(Beginning of Material for the task)
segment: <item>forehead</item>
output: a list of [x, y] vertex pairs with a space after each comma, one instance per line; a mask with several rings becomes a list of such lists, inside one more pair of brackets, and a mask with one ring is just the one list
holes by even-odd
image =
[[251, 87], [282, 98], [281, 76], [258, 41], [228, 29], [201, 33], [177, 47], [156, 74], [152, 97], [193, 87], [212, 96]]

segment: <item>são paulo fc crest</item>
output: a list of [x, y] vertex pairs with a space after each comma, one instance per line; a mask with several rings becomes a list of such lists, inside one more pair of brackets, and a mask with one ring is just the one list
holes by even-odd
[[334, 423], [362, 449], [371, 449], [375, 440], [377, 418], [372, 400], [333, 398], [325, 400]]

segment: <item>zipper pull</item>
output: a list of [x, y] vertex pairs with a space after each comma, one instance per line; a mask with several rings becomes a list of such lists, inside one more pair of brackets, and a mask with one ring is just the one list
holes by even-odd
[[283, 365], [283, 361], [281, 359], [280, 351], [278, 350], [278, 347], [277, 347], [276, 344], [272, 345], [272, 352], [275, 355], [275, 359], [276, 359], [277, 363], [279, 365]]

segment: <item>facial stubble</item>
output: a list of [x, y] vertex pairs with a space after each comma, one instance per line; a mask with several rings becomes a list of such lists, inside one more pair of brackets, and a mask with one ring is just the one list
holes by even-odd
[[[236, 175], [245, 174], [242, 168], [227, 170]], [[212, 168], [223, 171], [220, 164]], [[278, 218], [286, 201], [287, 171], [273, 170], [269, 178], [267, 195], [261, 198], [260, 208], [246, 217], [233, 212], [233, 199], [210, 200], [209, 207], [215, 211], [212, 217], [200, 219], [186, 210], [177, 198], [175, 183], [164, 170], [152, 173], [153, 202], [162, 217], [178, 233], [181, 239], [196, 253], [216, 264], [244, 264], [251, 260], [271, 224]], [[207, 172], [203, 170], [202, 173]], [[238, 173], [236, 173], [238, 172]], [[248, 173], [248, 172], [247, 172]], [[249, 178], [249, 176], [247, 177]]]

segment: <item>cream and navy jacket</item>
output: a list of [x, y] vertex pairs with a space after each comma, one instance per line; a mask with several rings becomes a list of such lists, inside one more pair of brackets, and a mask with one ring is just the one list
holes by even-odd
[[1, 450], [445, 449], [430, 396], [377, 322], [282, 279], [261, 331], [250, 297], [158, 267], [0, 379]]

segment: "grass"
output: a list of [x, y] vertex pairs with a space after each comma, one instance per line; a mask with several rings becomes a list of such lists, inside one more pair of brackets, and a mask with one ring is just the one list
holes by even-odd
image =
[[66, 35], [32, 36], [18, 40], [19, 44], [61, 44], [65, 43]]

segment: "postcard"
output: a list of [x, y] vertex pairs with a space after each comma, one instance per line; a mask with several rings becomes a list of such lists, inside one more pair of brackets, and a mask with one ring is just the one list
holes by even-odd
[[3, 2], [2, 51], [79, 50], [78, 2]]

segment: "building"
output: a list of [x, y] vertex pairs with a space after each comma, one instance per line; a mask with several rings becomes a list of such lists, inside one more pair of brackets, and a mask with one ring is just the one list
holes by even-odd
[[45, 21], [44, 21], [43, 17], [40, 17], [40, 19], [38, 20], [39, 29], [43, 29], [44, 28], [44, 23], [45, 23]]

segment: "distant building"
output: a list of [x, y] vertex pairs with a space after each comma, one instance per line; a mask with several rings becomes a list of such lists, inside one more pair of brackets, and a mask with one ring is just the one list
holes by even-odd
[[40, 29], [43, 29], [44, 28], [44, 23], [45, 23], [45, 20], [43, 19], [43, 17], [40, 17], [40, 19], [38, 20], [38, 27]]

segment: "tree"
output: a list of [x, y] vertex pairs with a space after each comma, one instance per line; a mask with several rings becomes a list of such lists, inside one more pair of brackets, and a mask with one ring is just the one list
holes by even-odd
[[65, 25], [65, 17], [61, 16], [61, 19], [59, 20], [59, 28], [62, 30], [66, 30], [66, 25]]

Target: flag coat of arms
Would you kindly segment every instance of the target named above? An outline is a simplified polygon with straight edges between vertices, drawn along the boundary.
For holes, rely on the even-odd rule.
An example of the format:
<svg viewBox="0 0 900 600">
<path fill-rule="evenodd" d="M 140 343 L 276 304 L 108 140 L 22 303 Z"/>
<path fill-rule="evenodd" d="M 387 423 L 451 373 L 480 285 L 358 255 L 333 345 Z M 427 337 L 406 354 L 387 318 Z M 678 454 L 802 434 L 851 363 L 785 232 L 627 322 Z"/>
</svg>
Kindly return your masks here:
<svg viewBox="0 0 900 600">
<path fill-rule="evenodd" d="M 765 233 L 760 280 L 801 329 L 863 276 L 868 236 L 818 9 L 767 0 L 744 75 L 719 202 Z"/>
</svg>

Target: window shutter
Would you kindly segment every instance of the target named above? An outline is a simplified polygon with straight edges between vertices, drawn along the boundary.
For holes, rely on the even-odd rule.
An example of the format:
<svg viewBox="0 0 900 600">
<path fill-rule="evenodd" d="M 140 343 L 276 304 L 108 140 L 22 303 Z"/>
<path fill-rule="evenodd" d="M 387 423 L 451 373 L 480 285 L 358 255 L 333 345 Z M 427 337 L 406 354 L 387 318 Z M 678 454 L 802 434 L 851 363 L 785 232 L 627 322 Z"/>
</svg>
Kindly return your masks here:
(End of Material for the task)
Give back all the data exactly as written.

segment: <item>forehead</item>
output: a list of [x, y] vertex pairs with a space after each comma, one instance per line; a mask with several rings becomes a list of such lists, inside one more pair of brackets, and a mask with one ring is just the one list
holes by even-odd
image =
[[251, 87], [282, 98], [281, 76], [258, 41], [228, 29], [201, 33], [177, 47], [156, 74], [152, 97], [193, 87], [212, 96]]

segment: <item>são paulo fc crest</item>
output: a list of [x, y] vertex pairs with a space after each comma, one instance per line; a mask with several rings becomes a list of such lists, inside one more pair of brackets, and a mask with one ring is just the one list
holes by even-odd
[[334, 423], [362, 449], [371, 449], [375, 440], [377, 418], [372, 400], [333, 398], [325, 400]]

segment: <item>zipper pull</item>
output: a list of [x, y] vertex pairs with a space after each comma, one instance per line; a mask with several rings becomes a list of such lists, inside one more pair of brackets, and a mask with one ring is just the one list
holes by even-odd
[[283, 365], [283, 361], [281, 359], [280, 351], [278, 350], [278, 347], [277, 347], [276, 344], [272, 345], [272, 352], [275, 355], [275, 359], [276, 359], [277, 363], [279, 365]]

segment: <item>facial stubble</item>
output: a list of [x, y] vertex pairs with a space after each comma, one instance per line; a mask with several rings becomes a list of such lists, inside one more pair of brackets, and a mask with one ring is just the one list
holes by even-odd
[[[236, 175], [245, 174], [242, 168], [227, 170]], [[212, 168], [223, 171], [220, 164]], [[278, 218], [286, 201], [287, 171], [273, 170], [269, 178], [267, 195], [261, 198], [260, 208], [246, 217], [233, 212], [233, 199], [210, 200], [209, 207], [215, 211], [212, 217], [200, 219], [186, 210], [177, 198], [175, 183], [164, 170], [152, 173], [153, 202], [162, 217], [178, 233], [181, 239], [196, 253], [216, 264], [244, 264], [251, 260], [271, 224]], [[207, 172], [203, 170], [202, 173]], [[238, 173], [236, 173], [238, 172]], [[248, 173], [248, 172], [247, 172]], [[249, 178], [249, 176], [247, 177]]]

segment: <item>cream and navy jacket</item>
output: a list of [x, y] vertex pairs with a space after each comma, one instance per line; a mask with several rings becomes a list of such lists, inside one more pair of brackets, and a mask with one ring is just the one list
holes by even-odd
[[1, 450], [445, 449], [430, 396], [377, 322], [282, 279], [261, 331], [250, 297], [158, 267], [0, 379]]

segment: "grass"
output: a list of [x, y] vertex pairs with a space after each comma, one instance per line; a mask with several rings becomes a list of such lists, inside one more pair of brackets, and a mask with one ring is just the one list
holes by even-odd
image =
[[66, 35], [32, 36], [18, 40], [19, 44], [61, 44], [65, 43]]

segment: "postcard"
output: a list of [x, y] vertex pairs with a space after each comma, one instance per line; a mask with several rings becomes a list of such lists, inside one more pair of brackets, and a mask with one ring is just the one list
holes by even-odd
[[3, 2], [2, 51], [79, 50], [78, 2]]

segment: "building"
output: a list of [x, y] vertex pairs with a space after each comma, one instance per line; a mask with several rings becomes a list of such lists, inside one more pair of brackets, and a mask with one ring is just the one list
holes by even-odd
[[45, 21], [44, 21], [43, 17], [40, 17], [40, 19], [38, 20], [39, 29], [43, 29], [44, 28], [44, 23], [45, 23]]

segment: "distant building"
output: a list of [x, y] vertex pairs with a space after each comma, one instance per line; a mask with several rings becomes a list of such lists, inside one more pair of brackets, and a mask with one ring is just the one list
holes by even-odd
[[40, 29], [43, 29], [44, 28], [44, 23], [45, 23], [45, 20], [43, 19], [43, 17], [40, 17], [40, 19], [38, 20], [38, 27]]

segment: "tree"
output: a list of [x, y] vertex pairs with a space after each comma, one instance per line; a mask with several rings becomes a list of such lists, inside one more pair of brackets, and a mask with one ring is just the one list
holes by even-odd
[[65, 25], [65, 17], [61, 16], [61, 19], [59, 20], [59, 28], [62, 30], [66, 30], [66, 25]]

Target: flag coat of arms
Would you kindly segment every instance of the target named above? An outline is a simplified polygon with straight edges between vertices, drawn along the boundary.
For holes, rely on the even-odd rule.
An example of the format:
<svg viewBox="0 0 900 600">
<path fill-rule="evenodd" d="M 140 343 L 276 304 L 108 140 L 22 303 Z"/>
<path fill-rule="evenodd" d="M 387 423 L 451 373 L 480 285 L 358 255 L 333 345 Z M 427 337 L 406 354 L 387 318 Z M 678 454 L 802 434 L 851 363 L 785 232 L 627 322 Z"/>
</svg>
Kindly return your masks here:
<svg viewBox="0 0 900 600">
<path fill-rule="evenodd" d="M 765 233 L 760 280 L 801 329 L 863 276 L 868 236 L 818 9 L 767 0 L 744 75 L 719 202 Z"/>
</svg>

Target: window shutter
Would you kindly segment every instance of the target named above? An outline is a simplified polygon with straight edges between vertices, drawn along the boundary.
For holes, rely on the even-odd rule.
An example of the format:
<svg viewBox="0 0 900 600">
<path fill-rule="evenodd" d="M 140 343 L 276 304 L 108 140 L 22 303 Z"/>
<path fill-rule="evenodd" d="M 387 423 L 451 373 L 480 285 L 358 255 L 333 345 Z M 427 337 L 406 354 L 387 318 Z M 678 454 L 802 434 L 851 363 L 785 232 L 627 322 Z"/>
</svg>
Kindly return your masks here:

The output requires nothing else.